▸ RECORDS FOR THE EXERCISE:
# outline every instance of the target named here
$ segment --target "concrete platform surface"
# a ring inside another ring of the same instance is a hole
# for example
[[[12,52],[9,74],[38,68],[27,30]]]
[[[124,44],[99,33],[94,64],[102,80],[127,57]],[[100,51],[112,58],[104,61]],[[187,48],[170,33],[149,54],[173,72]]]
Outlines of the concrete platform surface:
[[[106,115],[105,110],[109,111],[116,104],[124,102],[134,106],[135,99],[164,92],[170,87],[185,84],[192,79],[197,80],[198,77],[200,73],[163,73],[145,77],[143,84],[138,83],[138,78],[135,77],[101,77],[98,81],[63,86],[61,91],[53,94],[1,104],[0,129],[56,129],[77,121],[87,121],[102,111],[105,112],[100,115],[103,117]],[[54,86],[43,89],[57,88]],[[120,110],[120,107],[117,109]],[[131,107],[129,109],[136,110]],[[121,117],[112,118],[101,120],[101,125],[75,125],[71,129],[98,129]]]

▸ WHAT TO PRODUCE: Copy out all the material above, line for line, without altering anything.

▸ ANSWER TO THIS EXERCISE:
# outline every instance of the target named here
$ segment --target "concrete platform surface"
# a ring inside another ring of the same instance is a hole
# for example
[[[12,52],[9,74],[38,68],[27,30]]]
[[[124,44],[99,33],[94,64],[102,80],[127,57]],[[100,51],[112,58],[104,61]],[[187,48],[170,33],[149,54],[173,72]]]
Outlines of the concrete platform surface:
[[[106,115],[105,110],[109,111],[116,104],[124,102],[134,106],[135,99],[164,92],[170,87],[185,84],[192,79],[197,80],[198,77],[200,73],[163,73],[145,77],[143,84],[138,83],[138,78],[135,77],[101,77],[98,81],[63,86],[61,91],[53,94],[1,104],[0,129],[56,129],[77,121],[87,121],[102,111],[105,112],[100,115],[103,117]],[[54,86],[43,89],[57,88]],[[120,110],[120,107],[117,109]],[[131,107],[129,109],[136,110]],[[121,117],[112,118],[101,120],[101,125],[75,125],[71,129],[98,129]]]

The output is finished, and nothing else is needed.